> [Exercice]:
Répondez aux questions suivantes d'après l'extrait sur le film de Pabst.
1. Entre quelles dates le tournage du film eut-il lieu ?
2. Par qui l'opéra d'Alban Berg fut-il achevé ?
3. Quelle actrice Pabst choisit-il finalement pour le rôle de Lulu ?

> [Extrait du document]:
◆ ◆ ◆
Notons aussi qu’une coquille
aussi cocasse que fréquente transforme, dans sa transcription
française, Die Büchse ( La
Boîte) en Die Büsche ( Les Buissons )
de Pandora ! Ou quand l’insouciance grapho-linguistique
rejoint le lapsus freudien le plus pur ...
Le tournage du film eut
lieu du 17 Octobre au 23 Novembre 1928, l’année même
où Alban Berg entame la composition de son opéra,
achevé à titre posthume par Friedrich Cerha.
Le tournage et sa préparation firent, de la part du
public et de la presse spécialisée germanophones,
l’objet d’un intérêt intense, preuve, preuve
s’il en fallait, de la popularité et de la célébrité
de l’œuvre sulfureuse de Wedekind. La recherche effrénée
d’une Lulu adéquate, qui prit à Pabst plusieurs
mois, excita tout particulièrement les ardeurs. Quand
Pabst choisit finalement une jeune américaine, Louise
Brooks, les réactions de dépit ne manquèrent
pas : Brooks raconte qu’à la sortie de l’avant-première
du film, une spectatrice commenta son apparition par les mots :
" Voilà cette actrice américaine
qui joue unsere deutsche Lulu ! "
◆ ◆ ◆
Enregistrements issus d'une source de données
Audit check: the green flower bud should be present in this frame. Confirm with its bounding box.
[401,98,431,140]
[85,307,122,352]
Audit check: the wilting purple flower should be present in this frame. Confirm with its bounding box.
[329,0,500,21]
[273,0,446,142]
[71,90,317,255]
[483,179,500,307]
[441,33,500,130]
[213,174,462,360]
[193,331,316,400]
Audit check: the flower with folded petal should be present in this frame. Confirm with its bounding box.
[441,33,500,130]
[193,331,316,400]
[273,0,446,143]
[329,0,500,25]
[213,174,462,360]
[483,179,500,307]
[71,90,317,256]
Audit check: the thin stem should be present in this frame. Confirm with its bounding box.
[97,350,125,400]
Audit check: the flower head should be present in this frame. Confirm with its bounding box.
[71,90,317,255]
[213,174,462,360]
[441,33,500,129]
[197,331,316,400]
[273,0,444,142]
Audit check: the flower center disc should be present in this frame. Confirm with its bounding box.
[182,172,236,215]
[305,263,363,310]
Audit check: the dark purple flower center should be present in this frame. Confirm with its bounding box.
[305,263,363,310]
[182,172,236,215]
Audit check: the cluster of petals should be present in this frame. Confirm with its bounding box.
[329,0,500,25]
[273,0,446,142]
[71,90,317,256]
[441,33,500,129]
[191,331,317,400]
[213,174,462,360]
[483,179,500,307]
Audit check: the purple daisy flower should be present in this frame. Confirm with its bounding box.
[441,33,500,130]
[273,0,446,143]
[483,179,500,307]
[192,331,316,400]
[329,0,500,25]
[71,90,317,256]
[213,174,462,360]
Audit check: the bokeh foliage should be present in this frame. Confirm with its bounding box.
◆ ◆ ◆
> [Réponse attendue]:
1. Du 17 octobre au 23 novembre 1928.
2. Par Friedrich Cerha, à titre posthume.
3. Louise Brooks, une jeune Américaine.